Rows from a pointing dataset:
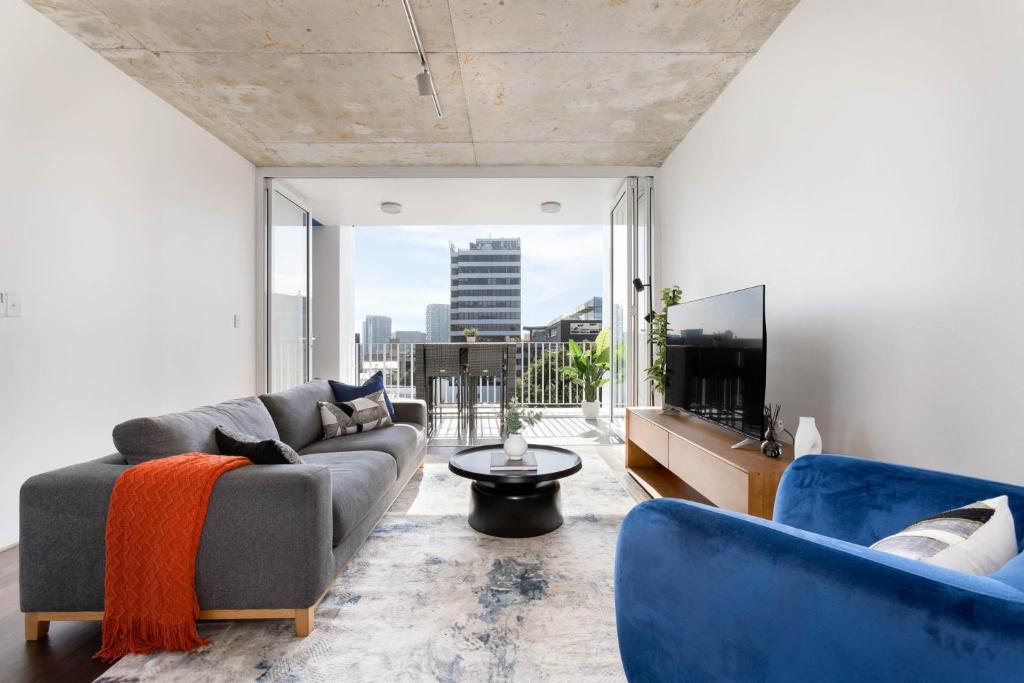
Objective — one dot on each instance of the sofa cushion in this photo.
(401, 441)
(260, 452)
(358, 479)
(352, 417)
(345, 392)
(296, 414)
(193, 431)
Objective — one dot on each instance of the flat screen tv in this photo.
(716, 359)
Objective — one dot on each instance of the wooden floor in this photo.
(66, 654)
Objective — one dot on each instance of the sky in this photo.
(400, 269)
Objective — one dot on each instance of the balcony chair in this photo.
(704, 594)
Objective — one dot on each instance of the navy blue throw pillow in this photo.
(345, 392)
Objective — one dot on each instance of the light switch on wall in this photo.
(13, 304)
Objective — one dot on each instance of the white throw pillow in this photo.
(977, 539)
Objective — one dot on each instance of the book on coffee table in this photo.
(501, 463)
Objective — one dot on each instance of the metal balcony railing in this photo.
(540, 380)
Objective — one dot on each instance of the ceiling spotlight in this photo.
(424, 82)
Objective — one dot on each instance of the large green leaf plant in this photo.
(589, 368)
(656, 334)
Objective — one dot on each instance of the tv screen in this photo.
(716, 359)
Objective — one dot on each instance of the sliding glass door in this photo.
(630, 260)
(289, 284)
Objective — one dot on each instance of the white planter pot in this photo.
(808, 440)
(515, 446)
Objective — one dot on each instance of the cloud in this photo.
(400, 269)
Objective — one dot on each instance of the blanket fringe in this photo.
(135, 636)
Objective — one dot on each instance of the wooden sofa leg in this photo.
(304, 621)
(35, 628)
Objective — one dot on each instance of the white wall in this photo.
(128, 231)
(867, 166)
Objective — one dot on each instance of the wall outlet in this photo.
(13, 304)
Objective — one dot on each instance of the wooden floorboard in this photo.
(66, 654)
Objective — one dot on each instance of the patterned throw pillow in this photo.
(977, 539)
(358, 415)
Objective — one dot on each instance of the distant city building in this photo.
(582, 324)
(438, 323)
(410, 336)
(376, 330)
(486, 289)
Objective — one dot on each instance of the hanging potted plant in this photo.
(656, 335)
(589, 369)
(516, 419)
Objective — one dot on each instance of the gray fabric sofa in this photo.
(274, 535)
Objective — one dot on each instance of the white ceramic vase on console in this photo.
(515, 446)
(808, 439)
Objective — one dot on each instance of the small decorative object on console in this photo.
(808, 439)
(770, 446)
(515, 420)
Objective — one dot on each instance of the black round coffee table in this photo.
(515, 505)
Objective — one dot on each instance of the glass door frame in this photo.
(264, 353)
(637, 194)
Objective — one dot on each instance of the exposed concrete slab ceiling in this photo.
(333, 82)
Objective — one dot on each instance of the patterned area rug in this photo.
(429, 599)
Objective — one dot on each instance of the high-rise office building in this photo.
(376, 330)
(409, 336)
(486, 289)
(438, 323)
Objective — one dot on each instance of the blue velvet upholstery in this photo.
(702, 594)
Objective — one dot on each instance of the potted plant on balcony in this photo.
(589, 369)
(516, 419)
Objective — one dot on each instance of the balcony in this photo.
(541, 384)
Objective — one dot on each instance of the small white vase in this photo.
(808, 440)
(515, 446)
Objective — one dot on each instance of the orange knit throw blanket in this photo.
(153, 531)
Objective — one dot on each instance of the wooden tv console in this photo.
(677, 456)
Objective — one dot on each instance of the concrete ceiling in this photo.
(332, 82)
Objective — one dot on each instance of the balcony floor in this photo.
(558, 427)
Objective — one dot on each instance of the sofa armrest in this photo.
(862, 501)
(709, 595)
(266, 541)
(412, 411)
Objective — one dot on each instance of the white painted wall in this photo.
(867, 167)
(128, 231)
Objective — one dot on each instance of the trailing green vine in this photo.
(656, 334)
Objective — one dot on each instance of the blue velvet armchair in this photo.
(702, 594)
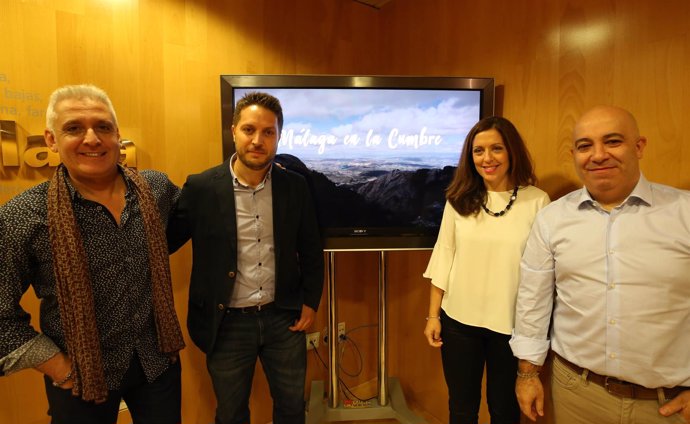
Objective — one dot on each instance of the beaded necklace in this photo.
(507, 208)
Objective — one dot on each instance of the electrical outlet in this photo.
(313, 338)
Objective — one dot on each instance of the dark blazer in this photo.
(206, 213)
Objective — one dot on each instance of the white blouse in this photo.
(476, 259)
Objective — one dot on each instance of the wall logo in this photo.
(37, 155)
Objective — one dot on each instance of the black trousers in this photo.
(157, 402)
(465, 352)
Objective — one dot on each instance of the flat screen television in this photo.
(377, 151)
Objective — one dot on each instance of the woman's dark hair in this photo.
(467, 191)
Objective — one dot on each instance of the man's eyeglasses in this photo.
(79, 131)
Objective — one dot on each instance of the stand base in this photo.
(319, 412)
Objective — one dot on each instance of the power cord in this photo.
(346, 338)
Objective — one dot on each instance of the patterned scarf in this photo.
(73, 284)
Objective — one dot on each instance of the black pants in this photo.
(464, 352)
(157, 402)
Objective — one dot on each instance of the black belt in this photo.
(252, 309)
(622, 388)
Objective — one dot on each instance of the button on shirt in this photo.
(622, 286)
(118, 261)
(255, 282)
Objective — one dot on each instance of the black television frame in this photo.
(357, 240)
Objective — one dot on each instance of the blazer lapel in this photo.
(225, 191)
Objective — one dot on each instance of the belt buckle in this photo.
(630, 389)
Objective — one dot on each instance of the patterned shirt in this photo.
(118, 264)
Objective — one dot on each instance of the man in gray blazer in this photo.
(257, 273)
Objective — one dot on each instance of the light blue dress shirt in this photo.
(621, 281)
(255, 282)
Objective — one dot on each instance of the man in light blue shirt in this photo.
(605, 276)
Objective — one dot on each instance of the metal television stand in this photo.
(390, 402)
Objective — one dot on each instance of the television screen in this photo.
(377, 152)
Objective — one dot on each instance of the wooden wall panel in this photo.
(160, 60)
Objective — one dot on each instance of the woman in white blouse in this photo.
(474, 269)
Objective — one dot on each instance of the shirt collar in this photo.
(641, 193)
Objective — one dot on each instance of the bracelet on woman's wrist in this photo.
(62, 382)
(526, 375)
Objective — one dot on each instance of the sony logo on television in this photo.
(36, 154)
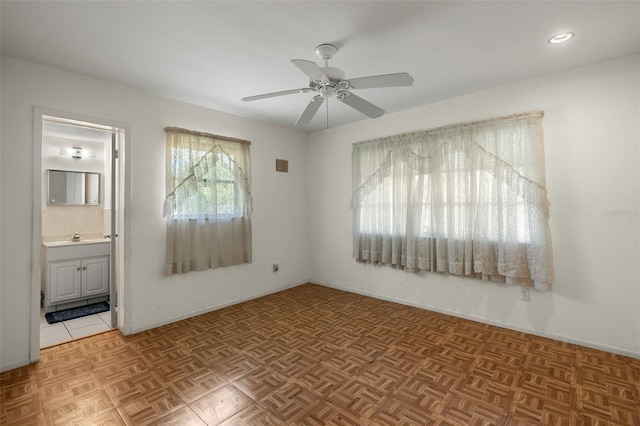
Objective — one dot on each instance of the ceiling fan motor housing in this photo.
(326, 51)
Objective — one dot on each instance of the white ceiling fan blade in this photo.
(310, 110)
(386, 80)
(356, 102)
(311, 69)
(274, 94)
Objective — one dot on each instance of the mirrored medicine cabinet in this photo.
(73, 188)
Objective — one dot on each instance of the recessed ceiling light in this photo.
(561, 38)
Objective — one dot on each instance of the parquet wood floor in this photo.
(317, 356)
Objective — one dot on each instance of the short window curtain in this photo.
(208, 201)
(467, 199)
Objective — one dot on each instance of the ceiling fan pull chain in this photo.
(327, 130)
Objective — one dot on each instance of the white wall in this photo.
(592, 137)
(302, 219)
(279, 217)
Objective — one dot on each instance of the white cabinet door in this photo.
(66, 277)
(95, 276)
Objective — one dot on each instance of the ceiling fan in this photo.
(330, 82)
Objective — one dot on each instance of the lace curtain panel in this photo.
(208, 204)
(467, 199)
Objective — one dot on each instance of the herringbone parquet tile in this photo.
(317, 356)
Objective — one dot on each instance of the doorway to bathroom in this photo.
(80, 227)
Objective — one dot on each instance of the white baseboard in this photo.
(213, 308)
(567, 339)
(13, 365)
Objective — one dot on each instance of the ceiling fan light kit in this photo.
(330, 82)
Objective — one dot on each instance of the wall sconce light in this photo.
(76, 152)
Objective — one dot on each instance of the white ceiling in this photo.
(215, 53)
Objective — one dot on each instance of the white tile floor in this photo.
(53, 334)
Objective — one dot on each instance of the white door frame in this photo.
(124, 199)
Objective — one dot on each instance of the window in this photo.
(466, 199)
(208, 201)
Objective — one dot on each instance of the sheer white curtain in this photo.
(467, 199)
(208, 202)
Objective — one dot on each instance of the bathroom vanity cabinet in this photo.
(76, 273)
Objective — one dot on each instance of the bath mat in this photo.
(73, 313)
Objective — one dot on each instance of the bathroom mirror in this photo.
(69, 188)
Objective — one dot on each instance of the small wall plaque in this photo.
(282, 166)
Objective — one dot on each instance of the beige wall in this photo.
(592, 140)
(279, 200)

# TASK PROMPT
Give back exactly the lines from the line holding "Objective — one dot on each instance of the herringbone" through the last line of the listing, including both.

# TASK SOLUTION
Objective — one dot on each instance of the herringbone parquet tile in this photo.
(317, 356)
Objective — one dot on each instance of the doorway to bathroom in this photo.
(80, 227)
Objective — one dot on each instance of the white baseboard in this photo.
(213, 308)
(567, 339)
(13, 365)
Objective — one dot on each instance of the ceiling fan light kit in this photo.
(330, 82)
Objective — one dot on each instance of the wall sconce light in this photo.
(76, 152)
Objective — one dot on each instance of the white ceiling in this photo.
(215, 53)
Objective — one dot on each instance of the white tile floor in this photo.
(53, 334)
Objective — one dot on each instance of the white door frame in this photo.
(124, 199)
Objective — one dot on each instance of the window in this photo.
(466, 199)
(208, 201)
Objective — one dot on each instance of the sheer white curtain in this photo.
(467, 199)
(208, 202)
Objective — one dot on each instance of the bathroom vanity cabinet in this photo.
(76, 273)
Objective — one dot on each instance of the bath mat in this photo.
(73, 313)
Objective — one dot on each instance of the bathroom mirror in this photo.
(69, 188)
Objective — one dot on each instance of the small wall plaque in this photo.
(282, 166)
Objective — one dot on each instance of the beige wall in this photo.
(592, 140)
(279, 200)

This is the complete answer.